INPUT MATERIAL:
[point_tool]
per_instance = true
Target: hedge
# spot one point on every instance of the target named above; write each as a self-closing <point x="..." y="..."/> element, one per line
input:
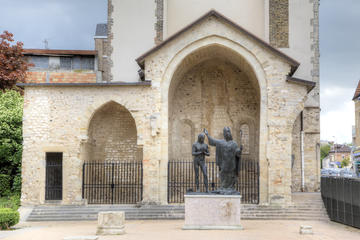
<point x="5" y="185"/>
<point x="8" y="218"/>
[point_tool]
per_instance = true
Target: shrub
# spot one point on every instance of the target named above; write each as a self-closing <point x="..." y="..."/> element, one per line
<point x="4" y="184"/>
<point x="16" y="188"/>
<point x="11" y="201"/>
<point x="8" y="218"/>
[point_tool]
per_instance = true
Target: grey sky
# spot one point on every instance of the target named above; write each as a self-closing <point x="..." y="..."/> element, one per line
<point x="67" y="24"/>
<point x="70" y="24"/>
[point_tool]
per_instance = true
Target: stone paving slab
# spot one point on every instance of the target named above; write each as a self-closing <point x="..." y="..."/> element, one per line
<point x="171" y="229"/>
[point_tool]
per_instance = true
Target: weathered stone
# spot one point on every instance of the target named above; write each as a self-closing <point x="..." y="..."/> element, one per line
<point x="111" y="223"/>
<point x="305" y="230"/>
<point x="81" y="238"/>
<point x="212" y="212"/>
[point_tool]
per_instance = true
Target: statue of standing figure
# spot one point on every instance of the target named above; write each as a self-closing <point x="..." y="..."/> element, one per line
<point x="228" y="156"/>
<point x="199" y="151"/>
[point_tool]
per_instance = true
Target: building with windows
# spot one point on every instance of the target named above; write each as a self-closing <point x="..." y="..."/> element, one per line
<point x="165" y="70"/>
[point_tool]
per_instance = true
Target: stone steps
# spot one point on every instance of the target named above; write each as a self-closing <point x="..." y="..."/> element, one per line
<point x="71" y="213"/>
<point x="306" y="207"/>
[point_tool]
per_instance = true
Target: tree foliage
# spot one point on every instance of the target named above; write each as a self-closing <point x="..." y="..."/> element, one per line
<point x="11" y="109"/>
<point x="345" y="162"/>
<point x="13" y="65"/>
<point x="324" y="151"/>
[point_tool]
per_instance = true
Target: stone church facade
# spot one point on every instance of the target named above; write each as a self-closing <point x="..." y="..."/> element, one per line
<point x="171" y="69"/>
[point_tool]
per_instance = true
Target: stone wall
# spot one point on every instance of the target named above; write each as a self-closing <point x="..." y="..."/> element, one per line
<point x="60" y="77"/>
<point x="58" y="119"/>
<point x="103" y="66"/>
<point x="112" y="135"/>
<point x="212" y="95"/>
<point x="279" y="23"/>
<point x="159" y="25"/>
<point x="296" y="156"/>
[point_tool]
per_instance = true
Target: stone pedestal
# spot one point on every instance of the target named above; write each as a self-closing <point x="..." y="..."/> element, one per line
<point x="205" y="212"/>
<point x="111" y="223"/>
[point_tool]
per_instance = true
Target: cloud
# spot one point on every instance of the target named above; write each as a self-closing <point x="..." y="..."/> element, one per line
<point x="337" y="114"/>
<point x="66" y="24"/>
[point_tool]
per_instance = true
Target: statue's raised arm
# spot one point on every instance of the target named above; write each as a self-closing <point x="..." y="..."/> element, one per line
<point x="212" y="141"/>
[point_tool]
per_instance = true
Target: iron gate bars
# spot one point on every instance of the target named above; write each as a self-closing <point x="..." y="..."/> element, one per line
<point x="181" y="178"/>
<point x="112" y="183"/>
<point x="53" y="182"/>
<point x="341" y="198"/>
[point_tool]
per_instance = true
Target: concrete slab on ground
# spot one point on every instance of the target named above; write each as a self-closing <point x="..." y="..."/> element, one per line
<point x="171" y="229"/>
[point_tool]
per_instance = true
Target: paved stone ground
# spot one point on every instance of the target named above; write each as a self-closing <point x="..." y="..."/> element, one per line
<point x="171" y="229"/>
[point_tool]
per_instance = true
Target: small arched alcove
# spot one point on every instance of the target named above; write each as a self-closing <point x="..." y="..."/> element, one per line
<point x="112" y="172"/>
<point x="112" y="135"/>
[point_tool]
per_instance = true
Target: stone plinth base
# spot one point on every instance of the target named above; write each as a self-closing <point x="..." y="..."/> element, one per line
<point x="205" y="212"/>
<point x="111" y="223"/>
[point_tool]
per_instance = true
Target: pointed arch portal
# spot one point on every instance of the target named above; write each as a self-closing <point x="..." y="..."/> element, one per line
<point x="112" y="173"/>
<point x="213" y="87"/>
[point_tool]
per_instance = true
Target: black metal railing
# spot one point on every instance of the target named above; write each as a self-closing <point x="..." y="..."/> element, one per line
<point x="181" y="178"/>
<point x="112" y="183"/>
<point x="53" y="183"/>
<point x="341" y="198"/>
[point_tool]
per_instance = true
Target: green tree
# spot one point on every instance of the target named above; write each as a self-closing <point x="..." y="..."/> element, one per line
<point x="345" y="162"/>
<point x="13" y="65"/>
<point x="324" y="151"/>
<point x="11" y="110"/>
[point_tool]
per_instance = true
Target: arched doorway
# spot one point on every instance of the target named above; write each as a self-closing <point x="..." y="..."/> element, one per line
<point x="213" y="87"/>
<point x="112" y="172"/>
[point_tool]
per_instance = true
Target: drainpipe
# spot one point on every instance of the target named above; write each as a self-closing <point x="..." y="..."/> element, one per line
<point x="302" y="152"/>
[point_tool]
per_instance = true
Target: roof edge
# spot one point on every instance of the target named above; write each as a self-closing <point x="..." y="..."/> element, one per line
<point x="143" y="83"/>
<point x="309" y="84"/>
<point x="294" y="64"/>
<point x="34" y="51"/>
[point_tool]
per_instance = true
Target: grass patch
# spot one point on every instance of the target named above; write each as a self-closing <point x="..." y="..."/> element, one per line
<point x="12" y="202"/>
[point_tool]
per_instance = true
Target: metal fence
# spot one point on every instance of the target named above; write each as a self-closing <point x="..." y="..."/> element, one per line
<point x="181" y="178"/>
<point x="341" y="197"/>
<point x="112" y="183"/>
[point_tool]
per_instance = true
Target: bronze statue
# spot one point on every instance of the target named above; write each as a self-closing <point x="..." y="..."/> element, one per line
<point x="199" y="151"/>
<point x="228" y="156"/>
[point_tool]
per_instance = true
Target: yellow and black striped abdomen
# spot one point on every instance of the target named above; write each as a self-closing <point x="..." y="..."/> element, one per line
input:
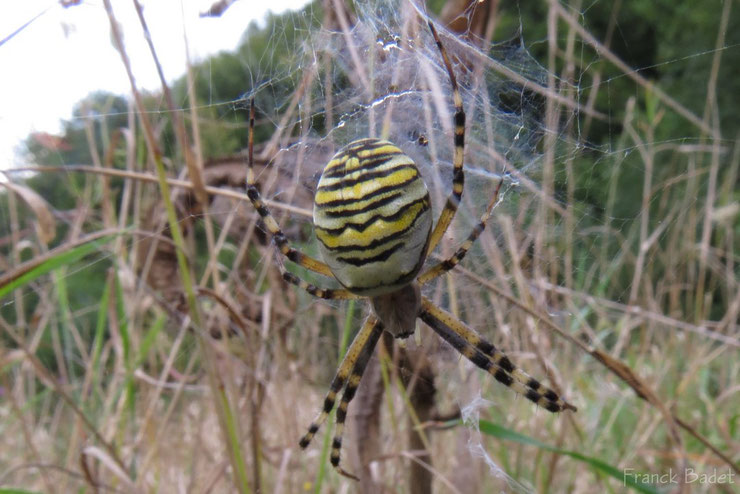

PROBLEM DETAILS: Collect and list each line of the records above that contains the word "arched".

ANSWER BELOW:
Target: small arched alcove
Target: arched doorway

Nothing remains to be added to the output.